PASSAGE:
-----
Project Accounting has different names…
Project accounting is a method that services organizations use to drive outcomes for projects and portfolios of projects. It can also be called:
- Job Accounting
- Job Tracking
- Project Accounting
- Project Management Accounting
- Project Accounting Sub-Ledger
- Project Accounting Software
- Financial Statements for Project Management
- Project Management Financial Tracking
- Project Cost Accounting
- Job Cost Accounting
- Cost Accounting
Beyond the concept of project accounting, there are ton of other accounting terms to distract you like ASC 606 compliance, GAAP, revenue recognition, AR, AP, GL, WIP revenue, deferred revenue, accrual, cash basis. Don’t worry about any of these (yet), by the end of this post you will understand the basics and be able to put them into practice quickly.
What is the difference between financial accounting, management accounting and project accounting?
Glad you asked! There are a bunch of differences between financial, management and project accounting. The important things to know are duration and usage. Here are a few concepts to focus on:
- Financial Accounting – Financial accounting manages ongoing business concerns that need to be measured. Focused on cost centers (departments), financial accounting’s duration is fixed to a year. Questions like, “what was our revenue in 2020?” can be answered with Financial Accounting. Ultimately, financial accounting is the single source of truth that gets reported to auditors.
- Management Accounting – Is not about keeping score, it is about finding meaning from financial accounting. Think about management accounting as the sense maker to the noise that financial accounting creates. For example, if we book 3x more business this month than in the previous month none of that will get seen by financial accounting. Management accounting uses that information to inform the business on where to go.
-----
STATED EXERCISE: Reproduce the project accounting text word for word from "What is the" to "reported to auditors.". The listing after this point is separate material and unrelated to the project accounting text.

DATASET ROWS:
-----
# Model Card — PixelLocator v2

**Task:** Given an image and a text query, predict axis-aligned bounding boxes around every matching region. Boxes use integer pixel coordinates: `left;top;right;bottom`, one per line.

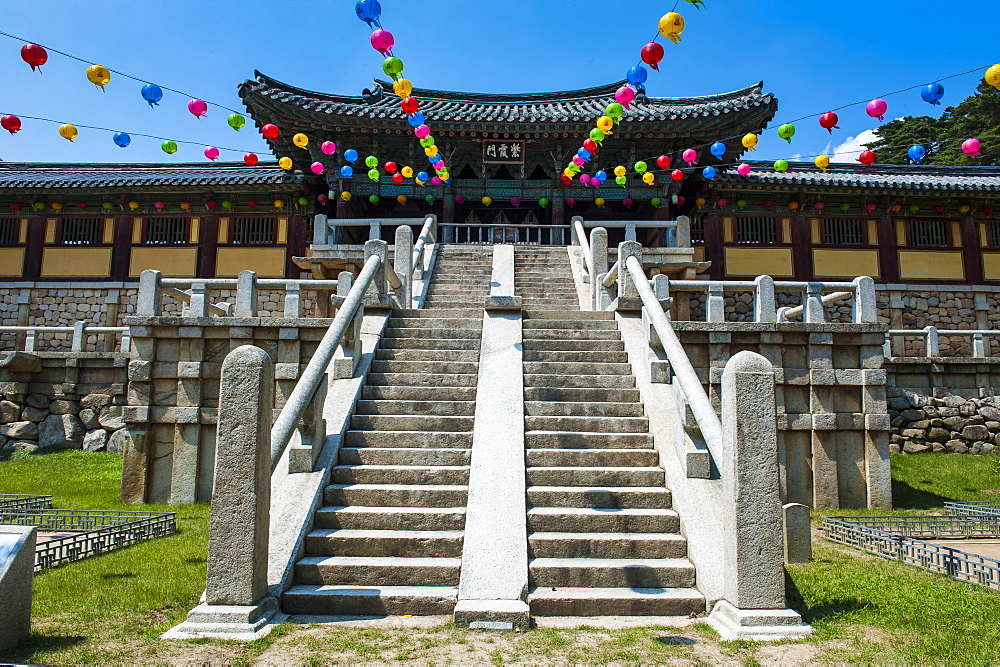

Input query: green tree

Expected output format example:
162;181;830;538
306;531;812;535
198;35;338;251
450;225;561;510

866;82;1000;166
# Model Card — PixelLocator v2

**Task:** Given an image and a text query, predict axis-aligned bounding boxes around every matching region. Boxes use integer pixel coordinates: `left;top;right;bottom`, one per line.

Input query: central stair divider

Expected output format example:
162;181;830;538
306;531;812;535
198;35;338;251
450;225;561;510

455;245;530;630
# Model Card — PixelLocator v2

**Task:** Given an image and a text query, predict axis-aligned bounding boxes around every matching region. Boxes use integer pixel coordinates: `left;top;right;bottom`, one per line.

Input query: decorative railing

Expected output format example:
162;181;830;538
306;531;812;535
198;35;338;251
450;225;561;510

0;321;132;352
823;517;1000;590
0;507;177;572
885;326;1000;359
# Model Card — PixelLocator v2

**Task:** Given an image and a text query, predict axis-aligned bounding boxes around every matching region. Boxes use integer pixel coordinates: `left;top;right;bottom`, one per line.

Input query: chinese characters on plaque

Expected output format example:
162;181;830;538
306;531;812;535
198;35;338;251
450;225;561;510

483;139;524;164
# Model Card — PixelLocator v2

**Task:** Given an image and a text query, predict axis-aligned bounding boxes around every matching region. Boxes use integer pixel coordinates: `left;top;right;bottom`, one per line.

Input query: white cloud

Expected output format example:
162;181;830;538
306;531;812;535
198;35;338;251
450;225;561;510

824;130;878;162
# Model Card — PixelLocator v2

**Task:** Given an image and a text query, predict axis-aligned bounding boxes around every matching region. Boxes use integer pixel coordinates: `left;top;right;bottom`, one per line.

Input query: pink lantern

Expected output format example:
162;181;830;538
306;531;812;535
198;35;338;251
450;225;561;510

372;29;396;56
962;139;982;157
865;97;889;120
615;85;635;110
188;99;208;118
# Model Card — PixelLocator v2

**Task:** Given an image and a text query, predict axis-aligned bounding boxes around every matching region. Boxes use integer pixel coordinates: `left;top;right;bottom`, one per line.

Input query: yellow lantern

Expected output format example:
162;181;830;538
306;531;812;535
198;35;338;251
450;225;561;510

59;123;80;141
392;78;413;97
87;65;111;90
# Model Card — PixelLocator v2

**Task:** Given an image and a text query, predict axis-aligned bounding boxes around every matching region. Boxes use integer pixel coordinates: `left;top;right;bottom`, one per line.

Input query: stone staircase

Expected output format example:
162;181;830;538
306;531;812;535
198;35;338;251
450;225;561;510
-----
SOLUTION TO THIS EXERCISE:
What is the difference between financial accounting, management accounting and project accounting?
Glad you asked! There are a bunch of differences between financial, management and project accounting. The important things to know are duration and usage. Here are a few concepts to focus on:
- Financial Accounting – Financial accounting manages ongoing business concerns that need to be measured. Focused on cost centers (departments), financial accounting’s duration is fixed to a year. Questions like, “what was our revenue in 2020?” can be answered with Financial Accounting. Ultimately, financial accounting is the single source of truth that gets reported to auditors.